EXERCISE REQUIREMENTS:
Print the entries that appear below, exactly as written and without their pictures.
==== WORKING DATA ====
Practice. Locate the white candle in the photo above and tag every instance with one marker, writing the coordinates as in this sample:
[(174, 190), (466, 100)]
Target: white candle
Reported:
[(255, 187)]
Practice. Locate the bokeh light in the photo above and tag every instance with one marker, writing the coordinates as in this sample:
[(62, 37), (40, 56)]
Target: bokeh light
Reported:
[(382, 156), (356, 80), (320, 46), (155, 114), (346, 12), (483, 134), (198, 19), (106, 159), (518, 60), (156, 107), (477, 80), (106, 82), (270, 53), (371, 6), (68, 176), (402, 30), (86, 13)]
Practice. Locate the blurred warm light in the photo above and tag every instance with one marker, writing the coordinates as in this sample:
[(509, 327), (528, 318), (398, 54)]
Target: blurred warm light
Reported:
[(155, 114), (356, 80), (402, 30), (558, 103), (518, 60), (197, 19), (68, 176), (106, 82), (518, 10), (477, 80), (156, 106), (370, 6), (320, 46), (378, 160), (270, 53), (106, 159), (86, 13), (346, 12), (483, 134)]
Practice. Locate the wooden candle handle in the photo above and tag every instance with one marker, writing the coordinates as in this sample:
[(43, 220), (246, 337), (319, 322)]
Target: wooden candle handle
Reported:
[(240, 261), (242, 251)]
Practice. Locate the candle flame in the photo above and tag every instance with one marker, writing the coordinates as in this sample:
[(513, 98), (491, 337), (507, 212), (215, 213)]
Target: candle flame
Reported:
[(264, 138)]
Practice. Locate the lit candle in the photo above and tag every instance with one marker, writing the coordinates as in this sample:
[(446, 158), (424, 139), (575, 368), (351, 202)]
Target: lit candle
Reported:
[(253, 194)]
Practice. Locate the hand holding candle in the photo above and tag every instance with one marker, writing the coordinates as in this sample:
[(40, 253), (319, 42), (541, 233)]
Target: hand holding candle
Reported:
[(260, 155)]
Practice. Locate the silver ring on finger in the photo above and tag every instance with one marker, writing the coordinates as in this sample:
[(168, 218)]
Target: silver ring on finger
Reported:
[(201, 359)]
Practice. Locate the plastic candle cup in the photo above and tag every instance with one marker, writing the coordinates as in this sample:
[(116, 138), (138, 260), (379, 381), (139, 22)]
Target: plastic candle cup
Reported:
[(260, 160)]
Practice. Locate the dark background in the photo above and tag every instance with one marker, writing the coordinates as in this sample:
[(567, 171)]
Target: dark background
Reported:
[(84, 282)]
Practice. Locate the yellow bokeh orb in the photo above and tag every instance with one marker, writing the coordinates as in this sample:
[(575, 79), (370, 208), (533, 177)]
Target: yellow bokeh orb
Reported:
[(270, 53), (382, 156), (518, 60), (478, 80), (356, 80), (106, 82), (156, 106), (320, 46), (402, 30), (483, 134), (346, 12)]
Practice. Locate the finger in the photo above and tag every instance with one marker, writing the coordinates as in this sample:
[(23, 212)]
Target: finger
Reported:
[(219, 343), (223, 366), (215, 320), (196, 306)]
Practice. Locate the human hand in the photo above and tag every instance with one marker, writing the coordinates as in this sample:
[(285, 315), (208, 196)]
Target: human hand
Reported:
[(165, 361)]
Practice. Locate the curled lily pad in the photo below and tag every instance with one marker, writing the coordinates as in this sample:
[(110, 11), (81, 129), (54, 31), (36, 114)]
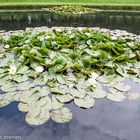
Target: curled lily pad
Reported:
[(87, 102), (8, 88), (44, 91), (25, 85), (77, 93), (99, 92), (64, 98), (122, 87), (31, 95), (20, 78), (115, 95), (38, 118), (24, 107), (62, 89), (5, 100), (61, 115), (55, 103)]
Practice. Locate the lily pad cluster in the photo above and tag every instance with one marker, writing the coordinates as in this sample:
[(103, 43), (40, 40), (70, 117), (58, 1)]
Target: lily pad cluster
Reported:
[(45, 68), (70, 9)]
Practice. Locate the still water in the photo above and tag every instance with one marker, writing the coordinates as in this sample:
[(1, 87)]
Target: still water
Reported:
[(107, 120), (129, 21)]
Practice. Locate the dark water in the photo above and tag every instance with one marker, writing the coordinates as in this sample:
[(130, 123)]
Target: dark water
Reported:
[(106, 121), (129, 21)]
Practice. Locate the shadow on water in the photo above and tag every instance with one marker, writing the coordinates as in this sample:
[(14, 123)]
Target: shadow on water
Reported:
[(106, 121), (112, 20)]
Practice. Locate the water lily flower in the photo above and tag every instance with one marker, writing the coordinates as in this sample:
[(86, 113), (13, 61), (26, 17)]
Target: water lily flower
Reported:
[(7, 46), (41, 38), (12, 70), (39, 69)]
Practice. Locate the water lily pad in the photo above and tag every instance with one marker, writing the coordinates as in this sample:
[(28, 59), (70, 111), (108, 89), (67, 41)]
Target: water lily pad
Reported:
[(122, 87), (61, 115), (55, 103), (64, 98), (99, 92), (8, 88), (87, 102), (34, 119), (115, 95), (24, 107), (77, 93)]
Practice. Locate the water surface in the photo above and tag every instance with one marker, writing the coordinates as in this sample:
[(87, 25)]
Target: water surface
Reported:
[(107, 120), (112, 20)]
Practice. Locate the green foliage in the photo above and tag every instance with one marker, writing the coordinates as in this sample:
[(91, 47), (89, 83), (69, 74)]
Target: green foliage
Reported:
[(44, 69)]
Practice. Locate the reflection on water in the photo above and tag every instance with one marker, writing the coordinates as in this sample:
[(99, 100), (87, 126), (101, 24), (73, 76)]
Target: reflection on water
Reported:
[(106, 121), (112, 20)]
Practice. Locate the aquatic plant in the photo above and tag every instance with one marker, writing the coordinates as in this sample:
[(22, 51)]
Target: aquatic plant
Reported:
[(70, 10), (45, 68)]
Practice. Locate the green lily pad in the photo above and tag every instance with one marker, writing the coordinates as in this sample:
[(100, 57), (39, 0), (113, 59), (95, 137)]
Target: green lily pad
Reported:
[(115, 95), (122, 87), (61, 115), (33, 119), (87, 102), (64, 98), (55, 103), (99, 92), (77, 93), (24, 107)]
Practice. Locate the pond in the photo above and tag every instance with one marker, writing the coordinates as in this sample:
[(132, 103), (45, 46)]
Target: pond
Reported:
[(107, 120), (129, 21)]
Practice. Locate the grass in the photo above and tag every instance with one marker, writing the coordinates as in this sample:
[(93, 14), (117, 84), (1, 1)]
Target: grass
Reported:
[(72, 2)]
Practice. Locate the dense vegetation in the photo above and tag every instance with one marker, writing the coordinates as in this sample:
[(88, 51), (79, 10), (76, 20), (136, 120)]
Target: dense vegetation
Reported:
[(89, 2), (43, 69)]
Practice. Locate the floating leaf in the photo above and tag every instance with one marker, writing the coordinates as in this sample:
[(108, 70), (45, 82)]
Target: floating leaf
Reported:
[(122, 87), (55, 103), (64, 98), (77, 93), (24, 107), (61, 115), (87, 102), (99, 92), (33, 118), (115, 95)]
====
THE ANSWER:
Practice. Locate the white candle in the photo above and tag every instance with one marker, writing the coordinates as in this sample:
[(174, 190), (466, 100)]
Target: white candle
Reported:
[(255, 187)]
Practice. Locate the bokeh light in the photo above and tag every instance with one marker, writing the coordinates as in this sample:
[(62, 37), (40, 56)]
Target: bokeh light
Reported:
[(382, 156), (356, 80), (320, 46), (155, 114), (346, 12), (483, 134), (198, 19), (106, 159), (518, 60), (156, 107), (477, 80), (106, 82), (270, 53), (371, 6), (68, 176), (402, 30), (86, 13)]
Practice. Locate the blurred warm light in the photo above and tag every instance with one marker, writing the coordinates as in this sample:
[(509, 327), (528, 318), (398, 54)]
Target: blurred warm light
Reported:
[(155, 114), (356, 80), (402, 30), (558, 103), (518, 60), (197, 19), (68, 176), (106, 82), (518, 10), (477, 80), (156, 106), (370, 6), (320, 46), (378, 160), (270, 53), (106, 159), (86, 13), (346, 12), (483, 134)]
Practice. Locate the wooden candle handle in the photo above and tag every instance with one marker, writing the coordinates as in this sample:
[(43, 220), (246, 337), (319, 322)]
Target: wooden candle handle
Reported:
[(240, 261), (242, 251)]
Practice. Locate the candle flame in the photo above and tag every instance with one marker, writing the coordinates as in this sample:
[(513, 98), (491, 337), (507, 212), (215, 213)]
Target: candle flame
Reported:
[(264, 138)]
Practice. Locate the lit candle in the photo above and tag every instance with one marker, writing the coordinates as in this sample:
[(446, 158), (424, 139), (575, 368), (351, 202)]
Target: lit candle
Reported:
[(253, 194)]
Practice. Locate the hand holding candle in the photo above and tag every instance with one marker, writing the coordinates as in this sample:
[(40, 253), (319, 42), (541, 233)]
Target: hand holding candle
Reported:
[(260, 155)]
Practice. Locate the silver ring on finger in the photo above and tag every instance with one marker, writing the coordinates as in this sample:
[(168, 218)]
Target: silver ring on finger
Reported:
[(201, 359)]
Practice. Locate the plastic candle cup in the photo above and tag every instance with one marker, writing the coordinates as in this sample:
[(116, 138), (138, 260), (379, 381), (139, 22)]
Target: plastic candle cup
Reported:
[(260, 160)]
Practice. Locate the dark background in the photo above and tag every instance with one marker, writing the coordinates as in this sample:
[(567, 171)]
Target: dark background
Reported:
[(84, 282)]
Practice. Locate the yellow bokeh orb in the photo above and tag every instance with one marker, writing the coordinates as in this sample:
[(575, 79), (370, 208), (533, 177)]
Target: yellow bokeh orb
Reported:
[(270, 53), (382, 156), (518, 60), (478, 80), (356, 80), (106, 82), (156, 106), (320, 46), (402, 30), (483, 134), (346, 12)]
Practice. Locate the finger in the photo above and tag every instance with one marker, writing the coordinates as in this sample:
[(23, 212)]
Target: finger
Reported:
[(219, 343), (223, 366), (215, 320), (196, 306)]
Practice. Locate the human hand in the photo above and tag every instance with one marker, writing the coordinates as in this sample:
[(285, 315), (208, 196)]
Target: human hand
Reported:
[(165, 361)]
Practice. Locate the curled lily pad in the photo below and tag every instance with one marker, writing the coordinates as in this sample:
[(110, 11), (81, 129), (54, 31), (36, 114)]
Target: curled lily pad
Reported:
[(87, 102), (8, 88), (44, 91), (25, 85), (77, 93), (99, 92), (64, 98), (122, 87), (31, 95), (20, 78), (115, 95), (38, 118), (24, 107), (62, 89), (5, 100), (61, 115), (55, 103)]
Practice. Locate the lily pad cluster in the photo above and tag every instance with one marker, writing the coordinates as in this sample:
[(103, 43), (40, 40), (70, 117), (58, 1)]
Target: lily pad cluster
Reported:
[(45, 68), (70, 9)]
Practice. Locate the still water in the photo above and tag every instance with one marker, writing the coordinates as in this sample:
[(1, 87)]
Target: still water
Reported:
[(107, 120), (129, 21)]
Practice. Locate the dark water in the photo above and tag every instance with one marker, writing the coordinates as in this sample:
[(130, 123)]
Target: dark water
Reported:
[(106, 121), (129, 21)]
Practice. Locate the shadow on water in the photo above and tag every instance with one marker, writing the coordinates as in this sample:
[(14, 123)]
Target: shadow on water
Reported:
[(106, 121), (112, 20)]
Practice. Locate the water lily flower in the photo above and tag every instance with one marker, writing the coordinates as in this sample:
[(86, 113), (13, 61), (26, 17)]
Target: water lily flower
Reported:
[(7, 46), (41, 38), (12, 70), (39, 69)]
Practice. Locate the water lily pad in the photo above and tag every instance with one marker, writing the coordinates as in this sample:
[(28, 59), (70, 111), (108, 89), (67, 41)]
Target: water lily pad
Reported:
[(122, 87), (61, 115), (55, 103), (64, 98), (99, 92), (8, 88), (87, 102), (34, 119), (115, 95), (24, 107), (77, 93)]
Practice. Locate the water surface in the photo above and tag every instance with one marker, writing the coordinates as in this sample:
[(87, 25)]
Target: water surface
Reported:
[(107, 120), (112, 20)]
Practice. Locate the green foliage in the photo above and tag every instance with one marker, writing the coordinates as in this sample:
[(91, 47), (89, 83), (69, 74)]
Target: green foliage
Reported:
[(44, 69)]
Practice. Locate the reflection on water in the photo above and tag every instance with one marker, writing the coordinates as in this sample:
[(99, 100), (87, 126), (101, 24), (73, 76)]
Target: reflection on water
Reported:
[(106, 121), (112, 20)]
Practice. Locate the aquatic plant in the photo above and tag every instance with one marker, writing the coordinates as in this sample:
[(22, 51)]
Target: aquatic plant
Reported:
[(70, 10), (45, 68)]
Practice. Locate the green lily pad in the photo above and tag every instance with one marker, writing the coordinates as in this sample:
[(100, 57), (39, 0), (113, 59), (95, 137)]
Target: green lily pad
Reported:
[(115, 95), (122, 87), (61, 115), (33, 119), (87, 102), (64, 98), (55, 103), (99, 92), (77, 93), (24, 107)]
Practice. Locate the pond in the photo above and tag every instance with one marker, writing the coordinates as in this sample:
[(132, 103), (45, 46)]
Target: pond
Reported:
[(107, 120), (129, 21)]
Practice. Locate the grass in the photo above and tag every instance with one marker, writing the coordinates as in this sample:
[(93, 14), (117, 84), (1, 1)]
Target: grass
Reported:
[(72, 2)]
Practice. Locate the dense vegetation in the photo above and tag every instance with one marker, writing the coordinates as in this sample:
[(88, 51), (79, 10), (76, 20), (136, 120)]
Target: dense vegetation
Reported:
[(89, 2), (43, 69)]
Practice. Locate the floating leaf in the photo above and tag every instance with one marker, writing the coordinates as in this sample:
[(108, 70), (45, 82)]
Target: floating leaf
Reported:
[(122, 87), (55, 103), (64, 98), (77, 93), (24, 107), (61, 115), (87, 102), (99, 92), (33, 118), (115, 95)]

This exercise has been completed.